**TEXTO DA PÁGINA:**
↓

No império teológico-político da religião universal, o ateu, o politeísta e todo aquele que, na sua opinião, negue algum dos sete dogmas são criminosos, porque, com a sua opinião, dissolvem os fundamentos da obediência política. Um filósofo spinozista, no império da religião verdadeira, porém, não seria um criminoso, na medida em que as verdades da ontologia de Spinoza não contradizem nenhuma das opiniões relativas aos sete dogmas. Os sete dogmas não são falsos nem verdadeiros; eles apenas exprimem a realidade divina de modo mais ou menos confuso.

O império da verdadeira religião resguarda a liberdade de expressão e, no confronto regulado das opiniões, permite a produção da verdade. A questão da verdade, por sua vez, inaugura o domínio filosófico ou o status rationis. Se a teologia na sua justa medida se restringe às opiniões pertinentes às éticas dos obedientes, o conhecimento verdadeiro da natureza divina é o apanágio da filosofia. O filósofo, na sua espirituali-dade, aprende a amar a Deus, ao conhecer as coisas da natureza e a natureza das coisas, à medida que este conhecimento aumenta sua po-tência. No seu aperfeiçoamento, o filósofo entende que Deus não é um objeto para o seu desejo, mas a potência infinita que se exprime nele de modo certo e determinado.

↑

**MATERIAL FORNECIDO:**
↓

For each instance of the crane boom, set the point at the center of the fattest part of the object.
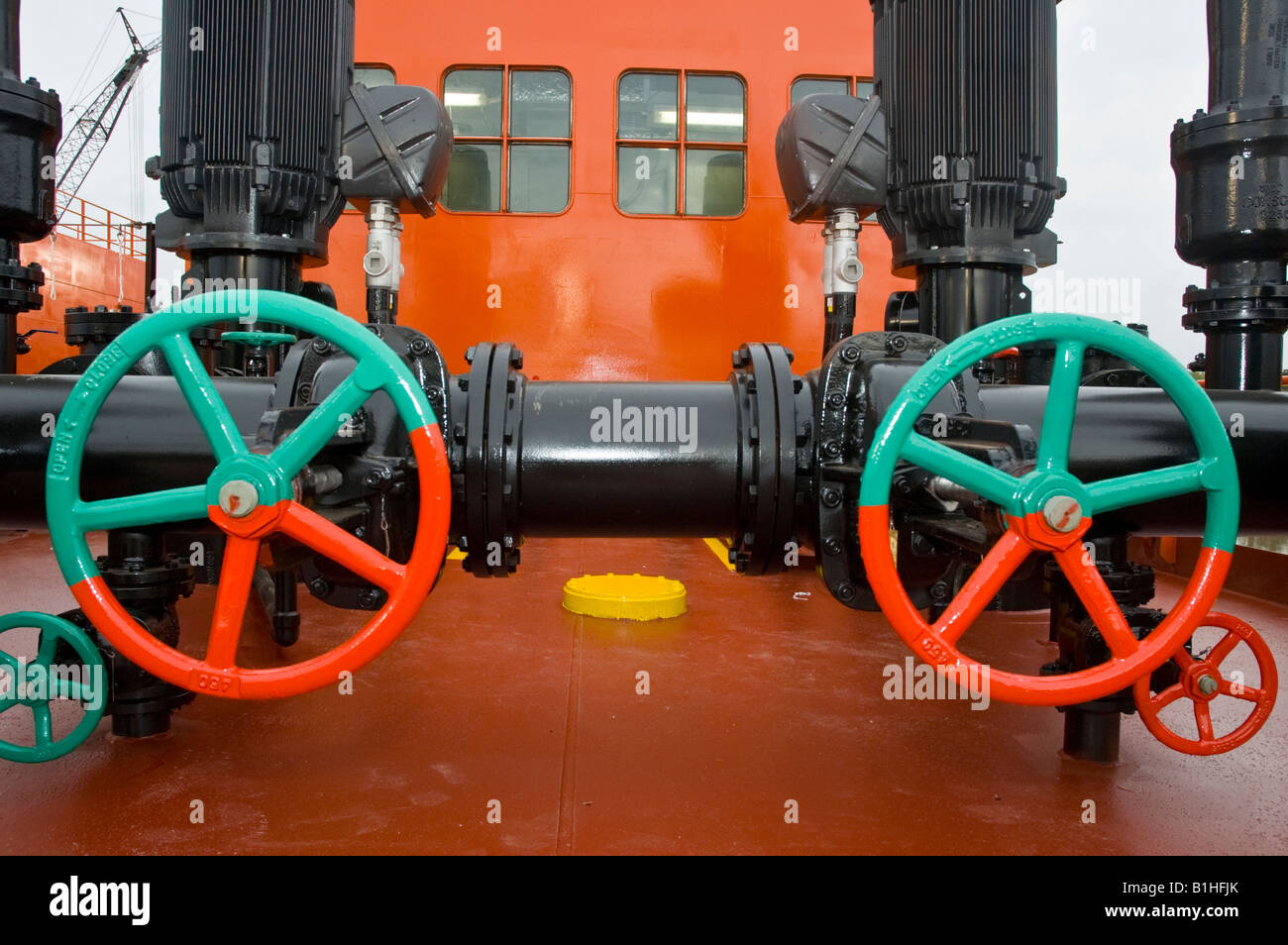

↑

**ORIENTAÇÃO:**
As afirmações abaixo estão de acordo com o texto da página? Para cada uma, responda sim ou não e cite literalmente as palavras do texto que decidem a questão.
1. Um filósofo spinozista seria um criminoso no império da religião verdadeira.
2. Os sete dogmas não são falsos nem verdadeiros.
3. Para o filósofo, Deus é um objeto para o seu desejo.

**RESPOSTA:**
1. Não: "Um filósofo spinozista, no império da religião verdadeira, porém, não seria um criminoso"
2. Sim: "Os sete dogmas não são falsos nem verdadeiros"
3. Não: "Deus não é um objeto para o seu desejo"